Start of Source material

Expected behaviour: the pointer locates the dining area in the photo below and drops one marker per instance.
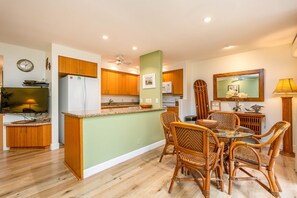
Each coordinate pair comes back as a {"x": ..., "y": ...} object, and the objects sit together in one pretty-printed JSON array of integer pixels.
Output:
[{"x": 217, "y": 152}]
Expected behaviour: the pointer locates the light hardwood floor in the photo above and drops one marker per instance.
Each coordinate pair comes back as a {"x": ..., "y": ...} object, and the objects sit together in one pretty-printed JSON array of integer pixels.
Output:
[{"x": 41, "y": 173}]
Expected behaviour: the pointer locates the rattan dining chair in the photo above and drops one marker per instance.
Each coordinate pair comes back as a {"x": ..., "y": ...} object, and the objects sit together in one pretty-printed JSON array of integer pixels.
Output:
[
  {"x": 246, "y": 155},
  {"x": 199, "y": 151},
  {"x": 226, "y": 120},
  {"x": 166, "y": 119}
]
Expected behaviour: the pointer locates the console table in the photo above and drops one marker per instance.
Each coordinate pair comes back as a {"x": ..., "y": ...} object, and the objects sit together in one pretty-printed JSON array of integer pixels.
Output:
[{"x": 32, "y": 134}]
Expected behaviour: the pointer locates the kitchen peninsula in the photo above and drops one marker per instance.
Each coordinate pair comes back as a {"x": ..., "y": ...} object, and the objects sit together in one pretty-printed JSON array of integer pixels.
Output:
[{"x": 97, "y": 140}]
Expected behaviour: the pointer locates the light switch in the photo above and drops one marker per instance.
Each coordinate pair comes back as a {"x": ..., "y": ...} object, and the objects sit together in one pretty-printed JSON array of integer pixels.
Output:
[{"x": 148, "y": 100}]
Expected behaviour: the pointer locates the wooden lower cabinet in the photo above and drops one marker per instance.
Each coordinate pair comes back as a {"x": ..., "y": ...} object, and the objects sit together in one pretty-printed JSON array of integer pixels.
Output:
[
  {"x": 28, "y": 136},
  {"x": 173, "y": 109}
]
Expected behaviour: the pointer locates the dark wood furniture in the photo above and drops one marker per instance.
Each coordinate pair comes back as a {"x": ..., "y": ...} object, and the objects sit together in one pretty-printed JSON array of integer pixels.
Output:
[
  {"x": 166, "y": 119},
  {"x": 288, "y": 137},
  {"x": 240, "y": 77},
  {"x": 201, "y": 99},
  {"x": 28, "y": 135},
  {"x": 226, "y": 120},
  {"x": 246, "y": 155},
  {"x": 252, "y": 121},
  {"x": 199, "y": 151},
  {"x": 1, "y": 132}
]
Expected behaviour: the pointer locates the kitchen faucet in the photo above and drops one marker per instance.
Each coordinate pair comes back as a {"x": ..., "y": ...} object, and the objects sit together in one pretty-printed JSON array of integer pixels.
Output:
[{"x": 110, "y": 101}]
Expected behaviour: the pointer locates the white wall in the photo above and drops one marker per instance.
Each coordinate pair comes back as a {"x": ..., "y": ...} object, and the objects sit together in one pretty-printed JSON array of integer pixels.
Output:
[
  {"x": 57, "y": 50},
  {"x": 277, "y": 62},
  {"x": 13, "y": 77}
]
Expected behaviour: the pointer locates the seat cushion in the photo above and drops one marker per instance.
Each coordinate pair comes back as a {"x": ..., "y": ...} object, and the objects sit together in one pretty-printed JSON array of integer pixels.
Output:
[
  {"x": 198, "y": 160},
  {"x": 247, "y": 155}
]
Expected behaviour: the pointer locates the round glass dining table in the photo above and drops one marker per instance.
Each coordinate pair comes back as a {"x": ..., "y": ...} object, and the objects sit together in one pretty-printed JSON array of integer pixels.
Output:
[{"x": 241, "y": 132}]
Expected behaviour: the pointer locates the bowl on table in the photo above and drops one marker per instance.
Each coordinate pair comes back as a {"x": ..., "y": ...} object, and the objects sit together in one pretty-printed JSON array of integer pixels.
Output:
[{"x": 208, "y": 123}]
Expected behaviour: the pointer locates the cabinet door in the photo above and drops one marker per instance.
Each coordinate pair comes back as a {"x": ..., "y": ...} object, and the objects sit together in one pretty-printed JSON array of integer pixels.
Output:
[
  {"x": 167, "y": 76},
  {"x": 68, "y": 65},
  {"x": 104, "y": 82},
  {"x": 113, "y": 83},
  {"x": 16, "y": 136},
  {"x": 88, "y": 69},
  {"x": 177, "y": 82},
  {"x": 133, "y": 85},
  {"x": 173, "y": 109}
]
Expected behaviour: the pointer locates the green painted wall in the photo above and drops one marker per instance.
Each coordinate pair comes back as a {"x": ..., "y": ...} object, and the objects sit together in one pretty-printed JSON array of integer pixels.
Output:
[
  {"x": 151, "y": 63},
  {"x": 107, "y": 137}
]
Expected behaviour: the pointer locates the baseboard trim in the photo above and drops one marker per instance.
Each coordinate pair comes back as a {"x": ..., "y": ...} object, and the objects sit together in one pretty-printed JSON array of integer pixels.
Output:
[{"x": 110, "y": 163}]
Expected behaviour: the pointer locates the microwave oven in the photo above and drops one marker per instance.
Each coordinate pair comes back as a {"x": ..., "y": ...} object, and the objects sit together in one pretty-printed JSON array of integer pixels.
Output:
[{"x": 167, "y": 87}]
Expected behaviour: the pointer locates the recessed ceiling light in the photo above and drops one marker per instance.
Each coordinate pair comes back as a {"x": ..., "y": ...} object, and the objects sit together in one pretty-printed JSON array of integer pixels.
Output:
[
  {"x": 228, "y": 47},
  {"x": 207, "y": 19}
]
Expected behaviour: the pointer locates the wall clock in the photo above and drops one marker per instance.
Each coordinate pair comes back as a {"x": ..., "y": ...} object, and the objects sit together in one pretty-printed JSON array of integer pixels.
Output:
[{"x": 25, "y": 65}]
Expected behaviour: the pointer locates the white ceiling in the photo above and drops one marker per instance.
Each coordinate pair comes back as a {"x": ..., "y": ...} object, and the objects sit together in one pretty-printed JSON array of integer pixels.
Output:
[{"x": 174, "y": 26}]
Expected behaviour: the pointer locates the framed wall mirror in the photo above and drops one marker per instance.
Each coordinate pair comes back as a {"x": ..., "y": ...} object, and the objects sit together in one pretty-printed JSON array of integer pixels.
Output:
[{"x": 242, "y": 86}]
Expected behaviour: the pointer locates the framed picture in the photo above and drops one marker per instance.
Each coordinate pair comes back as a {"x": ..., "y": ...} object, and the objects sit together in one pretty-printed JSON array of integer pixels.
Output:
[
  {"x": 149, "y": 81},
  {"x": 233, "y": 88},
  {"x": 215, "y": 105}
]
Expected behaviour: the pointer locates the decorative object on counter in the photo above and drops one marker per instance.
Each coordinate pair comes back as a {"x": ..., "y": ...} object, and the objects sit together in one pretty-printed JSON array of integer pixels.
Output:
[
  {"x": 25, "y": 65},
  {"x": 145, "y": 105},
  {"x": 254, "y": 109},
  {"x": 201, "y": 99},
  {"x": 237, "y": 105},
  {"x": 35, "y": 83},
  {"x": 286, "y": 87},
  {"x": 149, "y": 81},
  {"x": 215, "y": 105}
]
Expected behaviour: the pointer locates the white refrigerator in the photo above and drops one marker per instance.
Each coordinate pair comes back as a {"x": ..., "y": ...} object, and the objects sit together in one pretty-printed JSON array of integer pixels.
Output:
[{"x": 76, "y": 93}]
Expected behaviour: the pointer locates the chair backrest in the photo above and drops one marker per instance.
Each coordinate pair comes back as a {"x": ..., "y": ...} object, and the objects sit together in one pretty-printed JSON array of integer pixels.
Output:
[
  {"x": 226, "y": 120},
  {"x": 278, "y": 130},
  {"x": 194, "y": 139},
  {"x": 166, "y": 119}
]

End of Source material

# [Description of the task]
The answer to this exercise is one number: how many lines of the records above contain the string "kitchen".

# [Task output]
2